* **STATED PROBLEM**: Write out the lines of the entries verbatim, starting at the line containing "seg: antenna mast" and ending at the line containing "Give the mask of every instance of the antenna", with both of those lines included.

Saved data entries
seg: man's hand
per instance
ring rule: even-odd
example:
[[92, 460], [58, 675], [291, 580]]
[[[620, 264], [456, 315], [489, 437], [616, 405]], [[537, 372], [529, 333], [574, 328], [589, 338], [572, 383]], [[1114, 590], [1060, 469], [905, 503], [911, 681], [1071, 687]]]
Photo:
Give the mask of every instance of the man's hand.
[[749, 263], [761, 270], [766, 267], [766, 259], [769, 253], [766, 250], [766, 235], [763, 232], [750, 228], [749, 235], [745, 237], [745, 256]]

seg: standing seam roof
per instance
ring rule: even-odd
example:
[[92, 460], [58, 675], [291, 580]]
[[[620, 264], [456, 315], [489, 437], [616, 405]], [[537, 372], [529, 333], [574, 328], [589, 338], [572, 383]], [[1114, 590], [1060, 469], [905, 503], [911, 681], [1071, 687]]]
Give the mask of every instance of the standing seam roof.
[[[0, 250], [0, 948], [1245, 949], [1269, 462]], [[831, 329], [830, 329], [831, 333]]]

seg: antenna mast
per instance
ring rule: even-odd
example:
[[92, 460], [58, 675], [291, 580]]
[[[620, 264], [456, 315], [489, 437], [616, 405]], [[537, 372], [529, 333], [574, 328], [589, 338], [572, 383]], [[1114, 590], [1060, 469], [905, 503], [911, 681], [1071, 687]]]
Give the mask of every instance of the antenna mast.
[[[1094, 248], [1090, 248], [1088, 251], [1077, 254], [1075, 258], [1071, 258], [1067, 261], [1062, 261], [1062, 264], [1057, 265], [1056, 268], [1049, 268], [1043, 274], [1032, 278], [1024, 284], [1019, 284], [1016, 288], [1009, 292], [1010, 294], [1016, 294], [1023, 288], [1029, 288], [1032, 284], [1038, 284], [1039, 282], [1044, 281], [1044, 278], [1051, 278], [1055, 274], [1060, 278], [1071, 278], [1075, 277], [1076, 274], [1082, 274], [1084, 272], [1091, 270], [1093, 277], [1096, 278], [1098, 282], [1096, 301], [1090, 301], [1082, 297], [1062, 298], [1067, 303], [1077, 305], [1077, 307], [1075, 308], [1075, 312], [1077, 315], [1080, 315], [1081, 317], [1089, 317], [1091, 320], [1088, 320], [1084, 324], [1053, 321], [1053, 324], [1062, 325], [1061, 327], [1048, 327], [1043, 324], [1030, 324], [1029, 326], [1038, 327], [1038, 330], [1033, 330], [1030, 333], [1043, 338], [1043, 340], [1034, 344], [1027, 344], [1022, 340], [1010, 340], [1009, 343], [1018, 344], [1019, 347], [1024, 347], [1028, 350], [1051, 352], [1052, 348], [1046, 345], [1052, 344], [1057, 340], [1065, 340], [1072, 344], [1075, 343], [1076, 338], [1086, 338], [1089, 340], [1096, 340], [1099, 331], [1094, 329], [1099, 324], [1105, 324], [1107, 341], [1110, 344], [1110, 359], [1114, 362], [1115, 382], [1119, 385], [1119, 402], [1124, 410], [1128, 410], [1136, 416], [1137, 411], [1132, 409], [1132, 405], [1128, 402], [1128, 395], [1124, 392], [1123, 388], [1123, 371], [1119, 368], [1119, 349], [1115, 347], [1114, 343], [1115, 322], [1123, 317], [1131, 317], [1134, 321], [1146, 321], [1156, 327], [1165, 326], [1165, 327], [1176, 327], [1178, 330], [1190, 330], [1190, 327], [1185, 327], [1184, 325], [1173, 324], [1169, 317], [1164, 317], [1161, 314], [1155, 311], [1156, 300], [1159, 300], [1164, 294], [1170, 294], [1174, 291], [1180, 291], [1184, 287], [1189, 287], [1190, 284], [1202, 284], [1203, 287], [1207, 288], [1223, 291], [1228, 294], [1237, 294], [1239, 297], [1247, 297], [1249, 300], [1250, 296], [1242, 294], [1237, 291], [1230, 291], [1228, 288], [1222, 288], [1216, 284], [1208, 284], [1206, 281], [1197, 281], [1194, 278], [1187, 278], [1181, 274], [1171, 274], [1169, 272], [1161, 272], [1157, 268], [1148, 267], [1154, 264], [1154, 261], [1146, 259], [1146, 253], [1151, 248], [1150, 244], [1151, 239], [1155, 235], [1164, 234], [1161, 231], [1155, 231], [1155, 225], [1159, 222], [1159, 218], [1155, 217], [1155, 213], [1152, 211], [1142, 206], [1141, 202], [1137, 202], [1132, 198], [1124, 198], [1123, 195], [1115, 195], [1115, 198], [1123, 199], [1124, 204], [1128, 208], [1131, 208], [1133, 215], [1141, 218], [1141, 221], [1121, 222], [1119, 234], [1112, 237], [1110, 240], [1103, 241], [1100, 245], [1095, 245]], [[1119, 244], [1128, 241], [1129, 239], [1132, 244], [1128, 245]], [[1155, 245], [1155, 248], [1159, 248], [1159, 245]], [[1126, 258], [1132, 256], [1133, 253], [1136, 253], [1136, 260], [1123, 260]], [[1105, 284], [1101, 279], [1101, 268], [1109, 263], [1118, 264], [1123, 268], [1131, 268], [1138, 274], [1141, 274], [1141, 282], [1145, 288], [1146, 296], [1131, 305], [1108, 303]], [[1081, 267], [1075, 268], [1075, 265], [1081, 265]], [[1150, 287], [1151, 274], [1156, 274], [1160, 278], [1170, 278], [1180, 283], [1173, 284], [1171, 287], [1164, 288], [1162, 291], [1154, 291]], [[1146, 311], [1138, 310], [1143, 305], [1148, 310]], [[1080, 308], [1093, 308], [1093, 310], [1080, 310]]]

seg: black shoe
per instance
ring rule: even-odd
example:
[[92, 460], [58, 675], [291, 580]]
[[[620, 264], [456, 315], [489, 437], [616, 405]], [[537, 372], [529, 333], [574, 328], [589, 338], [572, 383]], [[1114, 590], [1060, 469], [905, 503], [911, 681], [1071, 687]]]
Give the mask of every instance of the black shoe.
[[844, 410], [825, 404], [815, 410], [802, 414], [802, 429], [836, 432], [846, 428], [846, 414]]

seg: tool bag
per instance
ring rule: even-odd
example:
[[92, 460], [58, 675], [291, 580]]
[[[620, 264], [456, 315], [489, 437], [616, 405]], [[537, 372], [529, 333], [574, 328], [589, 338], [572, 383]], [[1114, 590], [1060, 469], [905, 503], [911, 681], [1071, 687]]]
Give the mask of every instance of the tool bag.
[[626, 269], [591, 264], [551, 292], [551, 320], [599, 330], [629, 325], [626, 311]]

* **SOLUTION FOR THIS TASK**:
seg: antenna mast
per instance
ring rule: even-odd
example:
[[92, 460], [58, 675], [291, 580]]
[[[620, 264], [456, 315], [489, 437], [616, 405]], [[537, 372], [529, 333], [574, 328], [589, 338], [572, 383]], [[1114, 590], [1060, 469], [905, 503], [911, 681], [1071, 687]]]
Give the mask of every instance of the antenna mast.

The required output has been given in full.